BEGIN Data lines
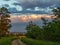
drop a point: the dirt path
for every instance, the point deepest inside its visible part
(17, 42)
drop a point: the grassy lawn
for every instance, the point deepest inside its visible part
(6, 40)
(38, 42)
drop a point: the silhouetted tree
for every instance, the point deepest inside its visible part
(5, 22)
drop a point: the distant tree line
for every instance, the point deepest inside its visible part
(5, 22)
(50, 30)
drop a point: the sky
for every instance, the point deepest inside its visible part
(30, 6)
(23, 11)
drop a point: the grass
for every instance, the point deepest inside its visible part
(38, 42)
(6, 40)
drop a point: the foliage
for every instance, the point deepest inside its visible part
END Data lines
**Problem to work on**
Copy out the items word for word, beginning at the line containing "drop a point: the grassy lawn" and continuing to the last line of the items.

**Final result**
drop a point: the grassy lawn
for every instance, the point deepest inside its visible part
(6, 40)
(38, 42)
drop a point: the silhouetted tree
for every instance, the point deepest inside its visible part
(5, 22)
drop a point: the distant tree line
for every instance, the point deepest inside its visible part
(5, 22)
(50, 30)
drop a point: the sky
for every instance, the point deepest inside its visible part
(30, 6)
(23, 11)
drop a point: the grass
for every instance, the point deepest inside its visible part
(38, 42)
(6, 40)
drop a point: the foliage
for every instance, the point deepest inside its visible part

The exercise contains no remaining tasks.